■ **WHAT IS ASKED**: Recast the lines from the one containing "Return one point per instance of the blue" through the last line, inclusive, as a Markdown table with the columns Row and Line. Omit any blank lines.

■ **RECORDED DATA**:

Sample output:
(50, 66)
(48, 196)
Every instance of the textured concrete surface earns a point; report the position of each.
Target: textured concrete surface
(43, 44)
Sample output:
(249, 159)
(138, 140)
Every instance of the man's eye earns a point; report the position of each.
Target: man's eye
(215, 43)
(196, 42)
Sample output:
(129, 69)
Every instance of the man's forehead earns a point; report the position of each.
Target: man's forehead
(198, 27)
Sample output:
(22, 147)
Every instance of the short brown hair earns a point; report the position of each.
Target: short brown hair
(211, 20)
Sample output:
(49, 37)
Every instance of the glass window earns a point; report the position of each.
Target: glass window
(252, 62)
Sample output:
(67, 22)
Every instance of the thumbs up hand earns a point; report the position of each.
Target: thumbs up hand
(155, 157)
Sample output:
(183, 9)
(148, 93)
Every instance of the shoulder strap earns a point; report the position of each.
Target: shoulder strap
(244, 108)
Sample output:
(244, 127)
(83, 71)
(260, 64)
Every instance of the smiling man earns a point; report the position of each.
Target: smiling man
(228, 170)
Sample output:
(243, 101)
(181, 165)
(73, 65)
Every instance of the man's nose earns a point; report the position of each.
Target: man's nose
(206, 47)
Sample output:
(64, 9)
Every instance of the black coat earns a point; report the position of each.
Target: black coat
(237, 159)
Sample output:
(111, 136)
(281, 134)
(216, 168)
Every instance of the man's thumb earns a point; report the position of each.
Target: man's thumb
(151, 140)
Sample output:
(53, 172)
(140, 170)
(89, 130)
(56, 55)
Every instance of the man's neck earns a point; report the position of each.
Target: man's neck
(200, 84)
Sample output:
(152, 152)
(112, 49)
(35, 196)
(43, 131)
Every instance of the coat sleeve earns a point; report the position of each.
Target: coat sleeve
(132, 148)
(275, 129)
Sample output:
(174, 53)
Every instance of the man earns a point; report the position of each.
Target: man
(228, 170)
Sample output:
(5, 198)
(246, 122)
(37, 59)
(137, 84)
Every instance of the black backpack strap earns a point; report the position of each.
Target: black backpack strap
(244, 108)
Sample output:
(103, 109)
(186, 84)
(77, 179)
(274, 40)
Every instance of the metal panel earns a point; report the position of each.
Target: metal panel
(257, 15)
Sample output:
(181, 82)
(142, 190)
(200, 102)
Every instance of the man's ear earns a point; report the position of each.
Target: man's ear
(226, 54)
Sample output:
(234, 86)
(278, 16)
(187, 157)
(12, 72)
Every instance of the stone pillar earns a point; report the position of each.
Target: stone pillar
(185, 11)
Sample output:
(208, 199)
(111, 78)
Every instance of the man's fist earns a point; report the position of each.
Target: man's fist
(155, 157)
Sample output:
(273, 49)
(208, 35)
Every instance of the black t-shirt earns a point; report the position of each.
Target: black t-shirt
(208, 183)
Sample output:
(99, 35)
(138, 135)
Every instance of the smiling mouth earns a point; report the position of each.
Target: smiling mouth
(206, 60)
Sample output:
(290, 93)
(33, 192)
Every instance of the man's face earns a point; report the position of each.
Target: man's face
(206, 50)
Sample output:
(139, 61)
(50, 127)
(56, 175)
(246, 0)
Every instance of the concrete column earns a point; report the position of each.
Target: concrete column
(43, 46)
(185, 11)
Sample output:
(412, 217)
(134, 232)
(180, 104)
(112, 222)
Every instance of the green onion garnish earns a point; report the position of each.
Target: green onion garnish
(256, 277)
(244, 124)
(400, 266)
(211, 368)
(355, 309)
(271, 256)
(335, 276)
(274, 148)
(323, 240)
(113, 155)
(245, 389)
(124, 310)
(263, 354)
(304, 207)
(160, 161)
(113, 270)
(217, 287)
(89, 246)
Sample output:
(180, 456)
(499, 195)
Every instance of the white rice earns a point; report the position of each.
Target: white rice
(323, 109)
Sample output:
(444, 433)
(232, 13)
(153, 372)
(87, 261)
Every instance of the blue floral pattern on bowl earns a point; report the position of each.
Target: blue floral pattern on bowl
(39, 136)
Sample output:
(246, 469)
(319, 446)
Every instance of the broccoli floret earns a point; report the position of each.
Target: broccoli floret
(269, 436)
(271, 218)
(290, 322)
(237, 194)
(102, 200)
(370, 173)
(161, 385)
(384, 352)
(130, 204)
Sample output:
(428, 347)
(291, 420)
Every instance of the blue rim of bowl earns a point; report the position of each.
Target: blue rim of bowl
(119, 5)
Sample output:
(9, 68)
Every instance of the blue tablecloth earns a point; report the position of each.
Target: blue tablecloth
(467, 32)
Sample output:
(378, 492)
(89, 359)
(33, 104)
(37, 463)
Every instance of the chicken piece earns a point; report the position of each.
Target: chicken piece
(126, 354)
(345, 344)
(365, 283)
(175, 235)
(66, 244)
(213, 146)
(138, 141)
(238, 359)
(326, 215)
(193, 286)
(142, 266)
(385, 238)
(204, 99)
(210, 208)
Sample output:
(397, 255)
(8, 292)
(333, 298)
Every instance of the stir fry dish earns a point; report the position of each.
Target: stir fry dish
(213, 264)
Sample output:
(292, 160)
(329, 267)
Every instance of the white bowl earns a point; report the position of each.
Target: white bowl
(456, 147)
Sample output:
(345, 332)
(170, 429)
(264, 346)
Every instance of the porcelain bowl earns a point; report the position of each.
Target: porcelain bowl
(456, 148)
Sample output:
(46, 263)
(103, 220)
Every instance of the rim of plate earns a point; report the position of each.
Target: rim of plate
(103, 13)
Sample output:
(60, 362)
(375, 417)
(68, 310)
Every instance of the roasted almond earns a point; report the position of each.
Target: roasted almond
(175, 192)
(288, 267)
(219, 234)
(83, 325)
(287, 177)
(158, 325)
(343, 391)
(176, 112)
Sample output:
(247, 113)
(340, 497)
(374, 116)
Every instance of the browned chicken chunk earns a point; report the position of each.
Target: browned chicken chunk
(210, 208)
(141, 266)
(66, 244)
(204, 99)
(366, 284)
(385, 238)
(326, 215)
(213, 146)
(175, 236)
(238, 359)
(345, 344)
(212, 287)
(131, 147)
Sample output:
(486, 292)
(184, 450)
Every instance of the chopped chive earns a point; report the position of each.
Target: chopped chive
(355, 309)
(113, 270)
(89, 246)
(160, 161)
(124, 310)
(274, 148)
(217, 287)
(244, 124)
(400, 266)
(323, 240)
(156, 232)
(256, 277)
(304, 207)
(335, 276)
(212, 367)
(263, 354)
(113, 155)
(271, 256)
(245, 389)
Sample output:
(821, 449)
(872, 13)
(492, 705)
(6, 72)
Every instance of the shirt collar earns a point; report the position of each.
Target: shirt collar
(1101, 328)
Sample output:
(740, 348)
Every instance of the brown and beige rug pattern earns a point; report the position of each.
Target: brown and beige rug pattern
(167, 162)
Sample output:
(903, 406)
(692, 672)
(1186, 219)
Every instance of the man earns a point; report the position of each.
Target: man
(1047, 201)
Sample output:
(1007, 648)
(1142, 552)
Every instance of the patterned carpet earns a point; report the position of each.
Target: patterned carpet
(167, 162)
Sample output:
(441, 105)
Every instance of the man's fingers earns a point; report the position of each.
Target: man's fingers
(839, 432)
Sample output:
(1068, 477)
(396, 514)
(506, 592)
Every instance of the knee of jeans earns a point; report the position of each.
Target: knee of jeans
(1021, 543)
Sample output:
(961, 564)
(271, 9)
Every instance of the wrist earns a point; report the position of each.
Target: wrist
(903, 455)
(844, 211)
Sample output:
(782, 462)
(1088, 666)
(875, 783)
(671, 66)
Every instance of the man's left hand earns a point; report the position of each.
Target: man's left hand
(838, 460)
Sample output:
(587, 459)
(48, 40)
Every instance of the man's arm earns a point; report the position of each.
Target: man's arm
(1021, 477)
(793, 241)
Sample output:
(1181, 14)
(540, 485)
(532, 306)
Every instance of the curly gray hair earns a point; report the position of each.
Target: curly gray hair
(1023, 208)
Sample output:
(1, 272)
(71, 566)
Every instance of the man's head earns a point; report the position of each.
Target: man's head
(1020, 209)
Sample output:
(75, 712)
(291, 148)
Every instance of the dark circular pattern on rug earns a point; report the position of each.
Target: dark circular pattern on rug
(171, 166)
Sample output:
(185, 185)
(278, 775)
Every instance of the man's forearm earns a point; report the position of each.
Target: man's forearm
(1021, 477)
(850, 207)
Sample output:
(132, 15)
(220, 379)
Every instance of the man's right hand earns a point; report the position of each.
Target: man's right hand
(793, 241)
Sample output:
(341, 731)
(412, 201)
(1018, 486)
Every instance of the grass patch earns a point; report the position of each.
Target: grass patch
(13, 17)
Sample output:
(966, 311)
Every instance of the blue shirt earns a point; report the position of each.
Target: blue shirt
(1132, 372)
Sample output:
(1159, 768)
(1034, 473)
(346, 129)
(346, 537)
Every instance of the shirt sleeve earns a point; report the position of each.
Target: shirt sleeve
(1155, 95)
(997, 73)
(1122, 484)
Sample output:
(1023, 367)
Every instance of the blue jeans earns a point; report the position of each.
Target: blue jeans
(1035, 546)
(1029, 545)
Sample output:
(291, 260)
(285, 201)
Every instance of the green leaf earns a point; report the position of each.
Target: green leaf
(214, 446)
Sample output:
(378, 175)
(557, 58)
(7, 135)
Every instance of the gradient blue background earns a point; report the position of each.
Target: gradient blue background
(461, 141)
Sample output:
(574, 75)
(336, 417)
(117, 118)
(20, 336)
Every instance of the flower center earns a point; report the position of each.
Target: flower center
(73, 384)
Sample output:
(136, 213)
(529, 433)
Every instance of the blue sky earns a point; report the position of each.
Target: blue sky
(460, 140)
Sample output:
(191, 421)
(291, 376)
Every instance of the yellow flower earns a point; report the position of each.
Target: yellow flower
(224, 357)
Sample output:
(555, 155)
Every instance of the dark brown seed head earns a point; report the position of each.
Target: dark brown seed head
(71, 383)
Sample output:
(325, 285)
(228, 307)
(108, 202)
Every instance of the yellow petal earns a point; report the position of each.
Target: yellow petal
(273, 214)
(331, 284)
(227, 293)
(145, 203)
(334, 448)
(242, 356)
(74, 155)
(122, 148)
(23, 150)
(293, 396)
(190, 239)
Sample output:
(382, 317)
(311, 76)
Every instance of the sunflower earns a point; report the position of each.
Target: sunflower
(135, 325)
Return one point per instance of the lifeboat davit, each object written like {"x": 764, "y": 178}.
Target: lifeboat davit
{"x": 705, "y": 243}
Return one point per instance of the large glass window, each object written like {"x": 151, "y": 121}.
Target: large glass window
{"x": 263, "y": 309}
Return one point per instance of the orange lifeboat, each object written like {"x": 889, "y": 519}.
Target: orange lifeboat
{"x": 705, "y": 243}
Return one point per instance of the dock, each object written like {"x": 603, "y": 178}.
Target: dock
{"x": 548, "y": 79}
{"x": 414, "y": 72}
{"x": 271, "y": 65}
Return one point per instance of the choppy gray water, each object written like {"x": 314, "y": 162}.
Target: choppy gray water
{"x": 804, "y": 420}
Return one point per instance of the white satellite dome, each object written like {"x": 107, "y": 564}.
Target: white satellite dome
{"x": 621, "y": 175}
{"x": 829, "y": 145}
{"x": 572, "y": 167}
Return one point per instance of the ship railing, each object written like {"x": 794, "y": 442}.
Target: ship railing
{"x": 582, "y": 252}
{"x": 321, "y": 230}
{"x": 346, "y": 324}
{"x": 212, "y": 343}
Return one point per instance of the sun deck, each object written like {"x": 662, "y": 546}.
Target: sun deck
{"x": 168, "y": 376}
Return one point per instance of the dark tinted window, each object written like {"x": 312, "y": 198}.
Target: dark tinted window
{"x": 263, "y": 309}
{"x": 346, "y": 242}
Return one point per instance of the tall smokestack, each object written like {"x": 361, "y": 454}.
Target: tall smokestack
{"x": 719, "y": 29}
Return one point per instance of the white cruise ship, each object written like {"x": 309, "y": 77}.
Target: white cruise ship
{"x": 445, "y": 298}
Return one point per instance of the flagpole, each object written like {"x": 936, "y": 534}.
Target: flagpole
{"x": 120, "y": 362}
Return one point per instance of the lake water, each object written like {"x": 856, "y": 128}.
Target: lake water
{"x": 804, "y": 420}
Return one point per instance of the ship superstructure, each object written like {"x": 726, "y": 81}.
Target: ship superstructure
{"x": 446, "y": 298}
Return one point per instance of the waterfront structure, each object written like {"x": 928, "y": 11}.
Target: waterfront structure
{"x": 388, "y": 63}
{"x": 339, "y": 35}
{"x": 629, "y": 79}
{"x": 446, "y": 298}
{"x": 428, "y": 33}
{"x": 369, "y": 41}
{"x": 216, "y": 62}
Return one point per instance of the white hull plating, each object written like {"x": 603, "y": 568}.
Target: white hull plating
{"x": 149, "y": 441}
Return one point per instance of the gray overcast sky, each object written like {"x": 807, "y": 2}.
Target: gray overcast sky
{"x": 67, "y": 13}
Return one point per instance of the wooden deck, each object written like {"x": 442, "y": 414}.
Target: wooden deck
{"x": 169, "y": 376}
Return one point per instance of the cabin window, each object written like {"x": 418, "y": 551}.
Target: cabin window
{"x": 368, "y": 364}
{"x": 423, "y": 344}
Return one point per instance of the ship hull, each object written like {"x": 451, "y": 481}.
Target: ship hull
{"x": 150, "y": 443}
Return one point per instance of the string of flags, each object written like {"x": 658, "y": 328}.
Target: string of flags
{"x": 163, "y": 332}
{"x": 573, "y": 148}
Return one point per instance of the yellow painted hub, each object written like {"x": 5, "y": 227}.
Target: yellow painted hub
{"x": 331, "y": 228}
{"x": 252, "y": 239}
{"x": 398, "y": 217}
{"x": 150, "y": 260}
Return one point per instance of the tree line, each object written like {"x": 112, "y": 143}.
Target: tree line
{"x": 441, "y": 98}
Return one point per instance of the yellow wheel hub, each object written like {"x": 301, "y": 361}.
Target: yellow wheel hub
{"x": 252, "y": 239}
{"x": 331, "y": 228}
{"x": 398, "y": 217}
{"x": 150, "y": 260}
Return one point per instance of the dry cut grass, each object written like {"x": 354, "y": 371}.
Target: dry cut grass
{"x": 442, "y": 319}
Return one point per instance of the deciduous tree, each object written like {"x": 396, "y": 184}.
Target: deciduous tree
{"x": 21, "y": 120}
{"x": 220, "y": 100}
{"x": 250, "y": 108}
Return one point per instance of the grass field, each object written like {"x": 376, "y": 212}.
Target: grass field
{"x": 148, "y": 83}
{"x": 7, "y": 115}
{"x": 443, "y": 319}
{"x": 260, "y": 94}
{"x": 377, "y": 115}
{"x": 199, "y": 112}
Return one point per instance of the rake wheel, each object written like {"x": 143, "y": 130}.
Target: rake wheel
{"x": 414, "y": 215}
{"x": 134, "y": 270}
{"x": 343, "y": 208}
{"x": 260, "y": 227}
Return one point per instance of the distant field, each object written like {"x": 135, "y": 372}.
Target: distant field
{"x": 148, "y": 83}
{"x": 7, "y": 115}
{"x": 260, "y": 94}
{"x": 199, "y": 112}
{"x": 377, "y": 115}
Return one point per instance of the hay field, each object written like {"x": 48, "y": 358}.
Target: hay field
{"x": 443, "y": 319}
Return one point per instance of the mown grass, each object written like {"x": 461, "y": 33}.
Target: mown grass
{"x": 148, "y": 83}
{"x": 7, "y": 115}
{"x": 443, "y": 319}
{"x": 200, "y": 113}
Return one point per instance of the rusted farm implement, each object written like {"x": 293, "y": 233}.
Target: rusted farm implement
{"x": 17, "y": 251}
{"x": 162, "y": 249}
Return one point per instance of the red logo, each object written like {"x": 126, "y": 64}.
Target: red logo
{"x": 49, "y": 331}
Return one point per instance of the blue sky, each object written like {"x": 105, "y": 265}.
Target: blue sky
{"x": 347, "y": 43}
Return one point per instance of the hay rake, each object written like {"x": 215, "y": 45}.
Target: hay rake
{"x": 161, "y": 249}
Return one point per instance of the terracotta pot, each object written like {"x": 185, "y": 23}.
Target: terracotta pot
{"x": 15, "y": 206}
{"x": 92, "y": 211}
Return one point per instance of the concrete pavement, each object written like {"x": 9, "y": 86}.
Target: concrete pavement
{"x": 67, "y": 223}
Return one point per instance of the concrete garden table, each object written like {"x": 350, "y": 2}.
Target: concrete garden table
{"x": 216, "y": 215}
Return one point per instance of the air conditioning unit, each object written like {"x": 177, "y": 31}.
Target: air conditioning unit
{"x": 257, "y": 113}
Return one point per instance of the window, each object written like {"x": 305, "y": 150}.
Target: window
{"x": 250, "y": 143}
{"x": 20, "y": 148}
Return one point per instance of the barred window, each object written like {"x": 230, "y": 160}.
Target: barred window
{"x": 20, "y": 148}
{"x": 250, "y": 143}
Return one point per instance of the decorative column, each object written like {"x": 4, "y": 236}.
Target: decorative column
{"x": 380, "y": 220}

■ **RESULT**:
| Row | Line |
|---|---|
| 1 | Return one point per instance of the blue sky, each object written like {"x": 105, "y": 265}. |
| 2 | Target: blue sky |
| 3 | {"x": 347, "y": 43} |
| 4 | Return one point per instance of the hay rake, each object written like {"x": 215, "y": 45}. |
| 5 | Target: hay rake |
| 6 | {"x": 161, "y": 249} |
| 7 | Return one point per instance of the terracotta pot, each object written like {"x": 185, "y": 23}. |
| 8 | Target: terracotta pot |
| 9 | {"x": 15, "y": 206} |
| 10 | {"x": 92, "y": 211} |
| 11 | Return one point per instance of the concrete pavement, each object written like {"x": 9, "y": 86}. |
| 12 | Target: concrete pavement |
| 13 | {"x": 67, "y": 223} |
| 14 | Return one point per instance of the concrete garden table, each object written like {"x": 350, "y": 2}. |
| 15 | Target: concrete garden table |
| 16 | {"x": 216, "y": 215} |
| 17 | Return one point per instance of the air conditioning unit, each object written like {"x": 177, "y": 31}. |
| 18 | Target: air conditioning unit |
| 19 | {"x": 257, "y": 113} |
| 20 | Return one point per instance of the window, each object written like {"x": 305, "y": 150}. |
| 21 | Target: window |
| 22 | {"x": 250, "y": 143} |
| 23 | {"x": 20, "y": 148} |
| 24 | Return one point per instance of the barred window, each object written like {"x": 230, "y": 160}. |
| 25 | Target: barred window |
| 26 | {"x": 20, "y": 148} |
| 27 | {"x": 250, "y": 143} |
| 28 | Return one point per instance of the decorative column, each object written like {"x": 4, "y": 236}. |
| 29 | Target: decorative column |
| 30 | {"x": 380, "y": 220} |